**WHAT IS REQUIRED:**
Print the lines below word for word, starting with the line containing "Verify for me: does any bird's beak" and continuing through the line containing "xmin=172 ymin=79 xmax=263 ymax=138", both included.

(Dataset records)
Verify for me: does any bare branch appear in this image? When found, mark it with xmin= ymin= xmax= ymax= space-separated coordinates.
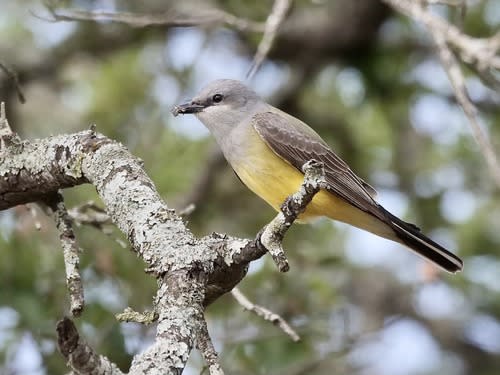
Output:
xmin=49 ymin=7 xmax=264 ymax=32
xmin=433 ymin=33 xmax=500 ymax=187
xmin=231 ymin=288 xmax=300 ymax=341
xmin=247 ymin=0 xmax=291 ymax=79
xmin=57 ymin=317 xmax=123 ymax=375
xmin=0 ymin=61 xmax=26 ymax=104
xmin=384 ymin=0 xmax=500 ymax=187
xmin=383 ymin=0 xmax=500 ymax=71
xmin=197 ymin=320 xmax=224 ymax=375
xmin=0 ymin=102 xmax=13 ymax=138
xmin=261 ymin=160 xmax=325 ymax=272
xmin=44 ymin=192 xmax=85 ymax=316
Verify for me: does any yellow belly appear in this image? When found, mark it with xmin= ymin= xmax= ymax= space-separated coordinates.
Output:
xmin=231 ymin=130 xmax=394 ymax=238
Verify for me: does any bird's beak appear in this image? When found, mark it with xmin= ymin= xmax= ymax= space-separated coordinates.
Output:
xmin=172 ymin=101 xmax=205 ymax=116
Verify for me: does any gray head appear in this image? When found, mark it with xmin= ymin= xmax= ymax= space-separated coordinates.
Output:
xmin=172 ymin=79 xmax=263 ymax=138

---

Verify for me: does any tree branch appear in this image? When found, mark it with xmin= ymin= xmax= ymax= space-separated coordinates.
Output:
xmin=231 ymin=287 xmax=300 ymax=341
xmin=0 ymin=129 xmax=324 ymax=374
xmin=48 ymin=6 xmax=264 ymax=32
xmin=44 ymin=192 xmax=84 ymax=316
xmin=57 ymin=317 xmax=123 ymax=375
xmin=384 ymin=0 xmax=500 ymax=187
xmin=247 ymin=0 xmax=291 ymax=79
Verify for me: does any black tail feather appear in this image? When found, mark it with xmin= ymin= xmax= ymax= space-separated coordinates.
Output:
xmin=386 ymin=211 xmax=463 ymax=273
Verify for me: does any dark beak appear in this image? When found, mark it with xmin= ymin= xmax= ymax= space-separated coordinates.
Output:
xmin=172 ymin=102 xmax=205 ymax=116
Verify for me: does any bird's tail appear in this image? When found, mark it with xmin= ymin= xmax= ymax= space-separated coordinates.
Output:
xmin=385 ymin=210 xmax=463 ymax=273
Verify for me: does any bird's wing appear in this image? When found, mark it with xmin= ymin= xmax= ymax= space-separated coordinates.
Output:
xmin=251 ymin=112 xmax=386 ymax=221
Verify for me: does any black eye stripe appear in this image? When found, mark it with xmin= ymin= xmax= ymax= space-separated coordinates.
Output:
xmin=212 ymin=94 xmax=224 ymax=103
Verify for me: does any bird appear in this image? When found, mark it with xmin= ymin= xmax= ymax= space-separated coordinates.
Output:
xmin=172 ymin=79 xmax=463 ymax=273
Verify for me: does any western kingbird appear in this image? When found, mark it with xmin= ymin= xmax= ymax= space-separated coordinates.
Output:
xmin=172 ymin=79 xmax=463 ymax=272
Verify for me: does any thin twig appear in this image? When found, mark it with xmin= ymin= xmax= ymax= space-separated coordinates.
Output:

**TASK ANSWER:**
Verify for me: does any bird's beak appear in this image? When found, mark it with xmin= ymin= xmax= ymax= space-separated coordinates.
Output:
xmin=172 ymin=101 xmax=205 ymax=116
Verify for me: does any gray head appear in this image? When found, mark it with xmin= ymin= xmax= ymax= space-separated coordinates.
Output:
xmin=172 ymin=79 xmax=263 ymax=138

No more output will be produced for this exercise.